→ Texte fourni
####################

5. She Dreamt She Was a Bulldozer, She Dreamt She Was Alone in an Empty Field  4:03 à 13:46
Nouvelle nappe sonore. Le bonheur de l'enfance doit être transcendé. On va passer à des jeux pour grands maintenant. On sent que quelque chose va se passer. Charles et Julie s'interrogent mutuellement du regard. Et puis à 5:32, à cet instant précis où la musique, la chambre, prennent des dimensions supérieures à l'univers, moment de jouissance absolue, alors la musique embrasse la joie. Et Charles a tout intérêt à faire de même envers Julie.
C'est assez rapide, cela dure environ 50 secondes, puis nos deux protagonistes s'écartent, la musique retombe en battement de tambour. La musique comme le baiser ne peut soutenir un rythme effréné pendant longtemps.

####################

→ Enregistrements de placement de points
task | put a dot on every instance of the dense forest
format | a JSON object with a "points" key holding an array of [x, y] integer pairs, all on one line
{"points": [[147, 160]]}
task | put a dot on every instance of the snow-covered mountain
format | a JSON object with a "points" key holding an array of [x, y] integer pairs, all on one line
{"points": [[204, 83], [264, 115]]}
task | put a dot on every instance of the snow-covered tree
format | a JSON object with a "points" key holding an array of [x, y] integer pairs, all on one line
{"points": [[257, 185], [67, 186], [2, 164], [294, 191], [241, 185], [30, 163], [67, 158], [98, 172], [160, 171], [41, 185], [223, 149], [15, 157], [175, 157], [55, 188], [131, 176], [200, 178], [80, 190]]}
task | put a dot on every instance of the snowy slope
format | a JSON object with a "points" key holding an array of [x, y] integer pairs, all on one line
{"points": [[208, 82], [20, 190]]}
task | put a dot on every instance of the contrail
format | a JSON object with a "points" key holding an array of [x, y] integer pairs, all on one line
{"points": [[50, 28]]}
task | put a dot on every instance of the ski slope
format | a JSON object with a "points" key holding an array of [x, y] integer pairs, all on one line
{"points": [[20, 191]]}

####################

→ Tâche demandée 1
Dans les enregistrements, reprends le passage qui va de la ligne contenant "task | put a dot on every instance of the ski" jusqu'à la fin des enregistrements. Remplace "ski slope" par "bunny slope" et laisse tout le reste tel quel.
→ Tâche demandée 2
Poursuis le commentaire sur ce morceau de musique en enchaînant après sa dernière phrase.

→ Réponse 1
task | put a dot on every instance of the bunny slope
format | a JSON object with a "points" key holding an array of [x, y] integer pairs, all on one line
{"points": [[20, 191]]}

→ Réponse 2
6:20 À partir de là nous ne sommes plus dans le même monde. Que faire après cette jouissance du premier baiser, des premières envolées lyriques ? Des souffles, de petits hurlements lointains. Peur du vide, après s'être tant donné à l'autre. Peur d'un mensonge, d'une absence soudaine. Et puis c'est si fatigant de sauter sans cesse de joie, cela use les genoux. Le doute, peut-être que Charles n'aurait pas du ? Peut-être que Julie le méprise et s'est jouée de lui ? Il regarde juste ses yeux tentant d'y trouver une réponse.
10:10 La réponse arrive, les tambours viennent à la rescousse. Les cœurs battent de nouveau en rythme, ensemble. La batterie se veut rassurante, affirmant le désir de construire quelque chose de grand, d'aller de l'avant. Des petites accélérations, la guitare reprend de plus belle, tout s'enchaine, les bras les lèvres les jambes les cœurs les mains les yeux s'entremêlent. Les habits s'envolent.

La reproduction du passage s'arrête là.